Please output exactly the run of lines that starts at the line with "task: segment the tree bark" and ends at the last line of the records below.
<<<<
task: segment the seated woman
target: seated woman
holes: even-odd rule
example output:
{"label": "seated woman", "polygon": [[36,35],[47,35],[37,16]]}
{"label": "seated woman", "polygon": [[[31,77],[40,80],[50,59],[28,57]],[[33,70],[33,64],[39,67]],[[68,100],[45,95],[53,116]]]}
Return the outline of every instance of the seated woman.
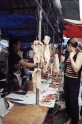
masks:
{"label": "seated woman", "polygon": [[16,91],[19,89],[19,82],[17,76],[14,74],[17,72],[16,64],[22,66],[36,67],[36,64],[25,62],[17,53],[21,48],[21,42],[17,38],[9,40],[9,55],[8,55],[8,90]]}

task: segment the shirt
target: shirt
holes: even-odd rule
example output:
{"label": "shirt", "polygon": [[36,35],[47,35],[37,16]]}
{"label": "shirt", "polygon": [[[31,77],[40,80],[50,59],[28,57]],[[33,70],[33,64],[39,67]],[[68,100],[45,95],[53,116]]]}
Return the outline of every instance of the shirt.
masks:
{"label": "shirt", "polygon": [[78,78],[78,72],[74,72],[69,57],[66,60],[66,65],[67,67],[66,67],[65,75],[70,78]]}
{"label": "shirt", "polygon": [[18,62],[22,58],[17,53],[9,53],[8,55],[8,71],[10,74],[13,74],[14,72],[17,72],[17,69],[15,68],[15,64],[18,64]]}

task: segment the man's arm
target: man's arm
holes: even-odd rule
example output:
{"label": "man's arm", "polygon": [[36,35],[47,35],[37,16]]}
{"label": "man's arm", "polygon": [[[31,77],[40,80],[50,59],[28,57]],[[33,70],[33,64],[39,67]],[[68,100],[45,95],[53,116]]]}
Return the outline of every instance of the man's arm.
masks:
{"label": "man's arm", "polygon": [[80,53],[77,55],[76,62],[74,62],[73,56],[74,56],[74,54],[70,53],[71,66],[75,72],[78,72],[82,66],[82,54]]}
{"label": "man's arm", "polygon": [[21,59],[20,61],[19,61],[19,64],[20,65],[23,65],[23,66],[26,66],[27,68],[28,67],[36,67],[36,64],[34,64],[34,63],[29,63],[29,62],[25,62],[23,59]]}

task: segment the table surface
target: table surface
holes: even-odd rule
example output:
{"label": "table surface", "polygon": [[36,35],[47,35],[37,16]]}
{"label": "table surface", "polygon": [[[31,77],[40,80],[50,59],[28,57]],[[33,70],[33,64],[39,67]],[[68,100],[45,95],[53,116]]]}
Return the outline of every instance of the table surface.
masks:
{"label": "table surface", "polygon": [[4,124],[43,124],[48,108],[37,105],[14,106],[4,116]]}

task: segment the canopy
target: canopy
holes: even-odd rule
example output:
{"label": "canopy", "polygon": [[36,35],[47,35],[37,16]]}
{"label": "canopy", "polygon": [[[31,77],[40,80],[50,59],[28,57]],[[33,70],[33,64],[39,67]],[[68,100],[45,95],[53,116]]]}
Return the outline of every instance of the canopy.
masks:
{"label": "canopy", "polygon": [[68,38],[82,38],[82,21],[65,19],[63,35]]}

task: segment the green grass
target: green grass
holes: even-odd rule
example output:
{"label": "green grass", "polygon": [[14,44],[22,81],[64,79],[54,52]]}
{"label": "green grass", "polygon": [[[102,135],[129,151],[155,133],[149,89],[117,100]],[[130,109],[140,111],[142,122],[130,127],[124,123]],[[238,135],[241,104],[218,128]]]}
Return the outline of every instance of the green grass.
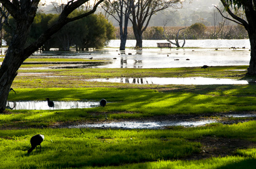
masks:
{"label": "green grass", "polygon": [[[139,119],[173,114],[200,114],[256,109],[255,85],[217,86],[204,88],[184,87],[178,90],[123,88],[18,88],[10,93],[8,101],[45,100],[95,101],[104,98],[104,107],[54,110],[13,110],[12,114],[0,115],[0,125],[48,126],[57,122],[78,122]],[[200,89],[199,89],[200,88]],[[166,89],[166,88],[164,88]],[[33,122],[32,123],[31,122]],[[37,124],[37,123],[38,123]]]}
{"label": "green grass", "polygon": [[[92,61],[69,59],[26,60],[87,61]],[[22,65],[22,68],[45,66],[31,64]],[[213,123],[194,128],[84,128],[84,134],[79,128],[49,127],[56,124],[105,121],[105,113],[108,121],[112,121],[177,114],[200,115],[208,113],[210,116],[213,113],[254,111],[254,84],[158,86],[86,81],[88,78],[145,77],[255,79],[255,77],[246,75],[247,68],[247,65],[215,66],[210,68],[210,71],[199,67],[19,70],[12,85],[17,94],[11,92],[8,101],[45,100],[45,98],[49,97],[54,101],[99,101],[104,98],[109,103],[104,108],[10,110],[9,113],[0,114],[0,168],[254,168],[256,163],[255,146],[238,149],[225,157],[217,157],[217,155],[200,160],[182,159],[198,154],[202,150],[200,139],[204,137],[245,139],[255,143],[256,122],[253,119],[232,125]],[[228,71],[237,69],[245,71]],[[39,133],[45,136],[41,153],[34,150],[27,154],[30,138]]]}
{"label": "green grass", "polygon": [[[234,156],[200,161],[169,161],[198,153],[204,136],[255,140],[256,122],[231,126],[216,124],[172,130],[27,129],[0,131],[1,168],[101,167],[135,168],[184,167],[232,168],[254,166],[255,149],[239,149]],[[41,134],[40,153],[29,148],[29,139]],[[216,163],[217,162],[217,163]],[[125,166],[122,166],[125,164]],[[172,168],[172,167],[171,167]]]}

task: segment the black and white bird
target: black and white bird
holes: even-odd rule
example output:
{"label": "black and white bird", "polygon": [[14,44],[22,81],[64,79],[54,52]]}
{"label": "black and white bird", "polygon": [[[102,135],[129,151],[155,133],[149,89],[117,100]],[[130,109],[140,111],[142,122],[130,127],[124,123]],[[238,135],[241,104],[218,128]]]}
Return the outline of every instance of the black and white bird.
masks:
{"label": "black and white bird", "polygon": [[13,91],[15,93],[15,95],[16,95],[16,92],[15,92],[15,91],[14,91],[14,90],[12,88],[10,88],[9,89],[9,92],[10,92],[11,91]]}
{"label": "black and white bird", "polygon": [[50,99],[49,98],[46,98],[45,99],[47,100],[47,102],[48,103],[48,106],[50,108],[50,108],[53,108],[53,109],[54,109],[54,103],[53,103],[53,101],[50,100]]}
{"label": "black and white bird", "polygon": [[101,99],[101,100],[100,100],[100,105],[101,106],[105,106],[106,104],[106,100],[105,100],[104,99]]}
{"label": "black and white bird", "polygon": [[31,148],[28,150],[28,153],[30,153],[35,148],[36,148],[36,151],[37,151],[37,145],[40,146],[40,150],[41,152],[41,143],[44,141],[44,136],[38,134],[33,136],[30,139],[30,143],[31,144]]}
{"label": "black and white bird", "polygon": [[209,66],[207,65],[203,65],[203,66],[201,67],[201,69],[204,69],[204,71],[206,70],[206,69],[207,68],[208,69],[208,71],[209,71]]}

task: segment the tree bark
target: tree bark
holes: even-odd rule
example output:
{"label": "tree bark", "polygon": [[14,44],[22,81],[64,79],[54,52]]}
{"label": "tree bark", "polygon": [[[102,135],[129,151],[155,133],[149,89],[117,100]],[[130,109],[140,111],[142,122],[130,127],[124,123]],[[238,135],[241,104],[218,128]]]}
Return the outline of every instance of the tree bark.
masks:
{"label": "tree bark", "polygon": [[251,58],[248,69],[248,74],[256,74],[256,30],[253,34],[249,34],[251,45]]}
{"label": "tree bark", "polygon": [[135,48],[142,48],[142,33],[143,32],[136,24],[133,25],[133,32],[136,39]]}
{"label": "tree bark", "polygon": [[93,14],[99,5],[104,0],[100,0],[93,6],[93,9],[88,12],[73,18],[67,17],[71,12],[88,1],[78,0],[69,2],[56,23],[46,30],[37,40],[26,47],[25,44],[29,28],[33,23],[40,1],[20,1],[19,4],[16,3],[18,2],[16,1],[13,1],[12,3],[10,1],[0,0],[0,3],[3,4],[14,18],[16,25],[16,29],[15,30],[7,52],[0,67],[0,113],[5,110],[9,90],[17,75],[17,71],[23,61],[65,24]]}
>>>>
EXERCISE RESULT:
task: segment the tree bark
target: tree bark
holes: even-odd rule
example output:
{"label": "tree bark", "polygon": [[14,44],[22,81],[64,79],[54,52]]}
{"label": "tree bark", "polygon": [[[102,135],[129,151],[155,133],[149,89],[117,100]],[[130,109],[140,111],[142,122],[130,127],[124,123]],[[238,135],[241,104],[218,128]]]}
Return the outline of every instance of the tree bark.
masks:
{"label": "tree bark", "polygon": [[251,58],[248,69],[248,74],[256,74],[256,30],[253,34],[249,34],[251,45]]}
{"label": "tree bark", "polygon": [[135,48],[142,48],[142,33],[143,32],[136,24],[133,25],[133,32],[136,39]]}
{"label": "tree bark", "polygon": [[93,14],[99,5],[104,0],[100,0],[93,6],[93,9],[88,12],[73,18],[67,17],[71,12],[88,1],[78,0],[69,2],[56,23],[46,30],[37,40],[26,47],[25,44],[29,28],[33,23],[40,1],[20,1],[19,4],[16,3],[18,2],[16,1],[13,1],[12,3],[10,1],[0,0],[0,3],[3,4],[14,18],[16,25],[16,29],[15,30],[7,52],[0,67],[0,113],[5,110],[9,90],[17,75],[17,71],[23,61],[65,24]]}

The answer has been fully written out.